▶ _WHAT TO WORK ON_
- 1) Duplicate everything in the interview on homosexuality and AIDS from "Q. Is there" down to "to urban dwellers?", word for word.
- 2) In the interview on homosexuality and AIDS, where are the services the organization provides mostly concentrated?
- 3) Resume the interview on homosexuality and AIDS after its final sentence and carry it on.

▶ _TEXT SHOWN_
I think we have reached a critical stage where we need to understand that we can’t deny anyone their rights just based on their sexuality. We can’t deny them their rights because of who they love and who they want to spend their rest of their lives with.

And we are seeing this gradual change happening in our society. From the court hearings to decriminalise homosexuality, we have witnessed a huge change in public perception. I, for one, see a huge shift from the way things were 20 years ago. Does that mean that our society has started to accept homosexuality? Certainly not. But that is precisely why we need the law to change which will lead to attitudes changing ultimately.

Look at the case of Sati, which was widely practised at the time. Nobody could imagine from the writings at the time that Sati would be abolished. So, change does happen, but it takes time. Law and ethics don’t go hand in hand. One is slower than the other.

Q. How do you raise awareness about the issues you are working on- homosexuality and AIDS? What’s the reaction to your campaigns in urban and rural areas?

A. A major part of our work involves training other organisations, both urban and rural, so that they could incorporate these issues in their activities. The services we provide, on the other hand, are mostly Delhi-centric. But for us, training is the main driver of change, since what happens through training is that you get people to look at their own attitudes and see the other side of the picture, to which they may have been prejudiced against previously.

Many of the times, people in our training sessions are agents of change themselves. When they incorporate the new perspective in their outlook, that’s when the change starts to happen.

Q. Is there any difference in outlook towards homosexuality and AIDS in urban and rural areas? Are people living in rural areas more conservative in these matters, as compared to urban dwellers?

A. Frankly, I don’t see a major difference. Even in urban areas, people can be pretty closed about issues, while some people living in rural areas sometimes show a great deal of understanding. It is very difficult to say that the urban mind is more open than the rural.

What I really feel is that issues such as homosexuality and HIV are still a taboo in our society as they are linked to sexuality. As a culture, we have never talked about these issues openly. What has been lacking is an environment to talk about these issues.

▶ _DATA FOR ANALYSIS_
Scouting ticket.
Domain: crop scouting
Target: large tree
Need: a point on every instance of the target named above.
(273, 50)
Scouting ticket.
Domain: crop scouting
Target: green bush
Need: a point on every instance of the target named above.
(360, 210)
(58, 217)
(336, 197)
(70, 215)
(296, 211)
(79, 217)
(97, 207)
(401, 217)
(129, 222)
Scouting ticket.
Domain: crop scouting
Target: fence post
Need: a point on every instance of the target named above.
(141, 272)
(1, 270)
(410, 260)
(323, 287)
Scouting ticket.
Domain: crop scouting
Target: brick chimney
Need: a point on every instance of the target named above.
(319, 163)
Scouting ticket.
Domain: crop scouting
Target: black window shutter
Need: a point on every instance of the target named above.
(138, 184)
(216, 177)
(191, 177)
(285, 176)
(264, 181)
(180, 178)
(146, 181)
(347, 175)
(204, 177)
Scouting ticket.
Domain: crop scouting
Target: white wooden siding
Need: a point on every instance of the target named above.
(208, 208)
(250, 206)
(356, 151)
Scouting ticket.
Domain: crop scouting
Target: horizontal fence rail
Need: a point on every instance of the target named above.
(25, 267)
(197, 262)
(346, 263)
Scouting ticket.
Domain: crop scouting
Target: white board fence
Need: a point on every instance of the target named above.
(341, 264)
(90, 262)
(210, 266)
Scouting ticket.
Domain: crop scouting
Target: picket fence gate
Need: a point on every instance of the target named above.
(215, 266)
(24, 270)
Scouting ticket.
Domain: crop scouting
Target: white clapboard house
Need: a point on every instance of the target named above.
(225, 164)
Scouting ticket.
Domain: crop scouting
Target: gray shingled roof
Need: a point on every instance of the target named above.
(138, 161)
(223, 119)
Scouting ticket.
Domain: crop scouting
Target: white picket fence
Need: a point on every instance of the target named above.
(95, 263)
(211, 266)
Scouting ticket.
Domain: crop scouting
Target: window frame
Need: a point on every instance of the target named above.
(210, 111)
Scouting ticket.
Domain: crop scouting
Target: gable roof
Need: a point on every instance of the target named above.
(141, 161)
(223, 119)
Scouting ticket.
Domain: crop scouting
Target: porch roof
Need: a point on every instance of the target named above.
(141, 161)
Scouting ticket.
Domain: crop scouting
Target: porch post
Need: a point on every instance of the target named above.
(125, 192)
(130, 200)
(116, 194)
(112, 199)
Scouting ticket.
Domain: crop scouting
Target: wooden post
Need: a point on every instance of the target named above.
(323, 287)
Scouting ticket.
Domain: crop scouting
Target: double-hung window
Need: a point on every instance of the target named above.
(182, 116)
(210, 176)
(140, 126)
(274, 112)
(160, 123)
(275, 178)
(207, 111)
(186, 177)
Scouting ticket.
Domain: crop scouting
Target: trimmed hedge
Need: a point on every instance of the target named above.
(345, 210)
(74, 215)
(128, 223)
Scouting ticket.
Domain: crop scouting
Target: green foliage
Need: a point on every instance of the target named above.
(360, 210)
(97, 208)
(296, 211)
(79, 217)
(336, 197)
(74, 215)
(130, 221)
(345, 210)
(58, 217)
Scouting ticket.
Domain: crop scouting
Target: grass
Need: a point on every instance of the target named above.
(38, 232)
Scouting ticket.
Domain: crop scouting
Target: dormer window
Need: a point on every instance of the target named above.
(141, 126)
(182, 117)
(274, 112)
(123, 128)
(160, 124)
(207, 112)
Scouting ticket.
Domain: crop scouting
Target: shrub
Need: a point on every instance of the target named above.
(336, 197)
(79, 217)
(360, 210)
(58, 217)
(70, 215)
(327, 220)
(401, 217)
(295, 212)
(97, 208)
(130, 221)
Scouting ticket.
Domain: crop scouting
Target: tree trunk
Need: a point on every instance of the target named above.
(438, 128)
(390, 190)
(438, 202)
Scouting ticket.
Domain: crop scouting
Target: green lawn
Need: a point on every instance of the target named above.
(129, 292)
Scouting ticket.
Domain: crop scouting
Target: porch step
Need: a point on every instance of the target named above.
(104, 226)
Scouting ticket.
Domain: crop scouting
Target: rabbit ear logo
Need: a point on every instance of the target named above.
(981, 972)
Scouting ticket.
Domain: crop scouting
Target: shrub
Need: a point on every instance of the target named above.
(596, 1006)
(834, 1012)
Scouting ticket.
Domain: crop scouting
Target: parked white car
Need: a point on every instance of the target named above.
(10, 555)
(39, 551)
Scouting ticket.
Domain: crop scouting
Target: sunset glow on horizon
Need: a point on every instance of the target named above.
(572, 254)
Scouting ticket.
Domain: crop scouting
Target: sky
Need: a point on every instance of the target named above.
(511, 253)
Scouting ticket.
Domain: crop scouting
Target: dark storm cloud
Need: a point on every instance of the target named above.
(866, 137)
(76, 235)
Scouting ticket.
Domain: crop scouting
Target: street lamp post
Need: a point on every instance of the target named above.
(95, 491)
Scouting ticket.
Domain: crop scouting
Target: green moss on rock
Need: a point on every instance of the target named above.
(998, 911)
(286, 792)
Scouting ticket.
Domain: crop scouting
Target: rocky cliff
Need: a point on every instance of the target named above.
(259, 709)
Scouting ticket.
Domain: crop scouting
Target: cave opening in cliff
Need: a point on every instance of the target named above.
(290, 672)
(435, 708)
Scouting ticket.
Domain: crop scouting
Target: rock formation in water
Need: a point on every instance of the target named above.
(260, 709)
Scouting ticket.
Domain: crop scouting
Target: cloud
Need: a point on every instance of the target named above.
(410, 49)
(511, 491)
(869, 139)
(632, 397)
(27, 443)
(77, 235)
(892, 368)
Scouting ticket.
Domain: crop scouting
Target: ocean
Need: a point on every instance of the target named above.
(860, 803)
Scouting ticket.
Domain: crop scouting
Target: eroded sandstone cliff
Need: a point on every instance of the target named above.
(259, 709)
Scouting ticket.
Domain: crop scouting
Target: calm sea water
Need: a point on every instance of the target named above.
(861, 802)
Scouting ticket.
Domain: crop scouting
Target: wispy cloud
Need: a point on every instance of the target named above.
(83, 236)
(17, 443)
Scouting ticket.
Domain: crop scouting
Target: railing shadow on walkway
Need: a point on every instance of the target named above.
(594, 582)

▶ _RESPONSES PER TASK_
- 1)
Q. Is there any difference in outlook towards homosexuality and AIDS in urban and rural areas? Are people living in rural areas more conservative in these matters, as compared to urban dwellers?

- 2) Mostly in Delhi; the services are described as Delhi-centric.

- 3)
What we have found is that once people are triggered to discuss sexuality, it becomes difficult to make them stop. Here, sex education in schools can play a part. Some age-appropriate information on these issues could really make a difference as to how they grow up to see the issues.

Q. Could sex education at a younger age help check the rising incidence of rapes and other forms of violence?

A. Elementary manners like respecting girls and not looking down upon someone who is from a different caste must be taught and imbibed into our younger ones at an early age to help change societal perceptions. This is among the root causes why discrimination still exists in our society. It is also behind the rampant violence against women and others, be it lynchings or gangrapes.

Gangrapes are not heard of in any other culture, or they are not as alarmingly common as they are in our society. What is it about our people? So, these are the things we must start looking at. I believe, ultimately, it is about education.

However, we should also address the question as to what is it that makes an individual rape a woman. It has got to do with power, and is not entirely sexual in nature. Rapes are a symptom of deep alienation that exists in our society.

Q. How far has the government’s campaign of 'Beti Bachao Beti Padhao' gone in improving the status of women in our society?

A. You must note that it is during the time of 'Beti Bachao, Beti Padhao' that all these things are happening. Just coming up with slogans without doing anything for the beti is pointless. Our betis are getting raped going to school, they are getting raped in schools. They have absolutely no access to any kind of help. For me, 'Beti Bachao Beti Padhao' is just a slogan which hasn’t done anything great. The government needs to take a step back and look at what’s been going wrong with the society.